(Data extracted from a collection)
- - - -
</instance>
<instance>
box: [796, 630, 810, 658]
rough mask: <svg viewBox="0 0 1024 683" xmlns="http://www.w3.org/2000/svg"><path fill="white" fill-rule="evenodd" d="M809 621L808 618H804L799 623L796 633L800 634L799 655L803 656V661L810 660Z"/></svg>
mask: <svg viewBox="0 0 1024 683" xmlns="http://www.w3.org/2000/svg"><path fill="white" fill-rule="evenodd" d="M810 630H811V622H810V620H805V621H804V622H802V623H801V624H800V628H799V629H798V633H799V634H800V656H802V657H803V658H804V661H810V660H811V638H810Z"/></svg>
- - - -
Directions for this task
Your task is to copy exactly, and only, the lines from the line with "box: [796, 630, 810, 658]" through the last line of the entries, both included.

Written answer
box: [796, 630, 810, 658]
rough mask: <svg viewBox="0 0 1024 683" xmlns="http://www.w3.org/2000/svg"><path fill="white" fill-rule="evenodd" d="M809 621L808 618H804L799 623L796 633L800 634L799 655L803 656V661L810 660Z"/></svg>
mask: <svg viewBox="0 0 1024 683" xmlns="http://www.w3.org/2000/svg"><path fill="white" fill-rule="evenodd" d="M810 630H811V622H810V620H805V621H804V622H802V623H801V624H800V628H799V629H798V633H799V634H800V656H802V657H803V658H804V661H810V660H811V638H810Z"/></svg>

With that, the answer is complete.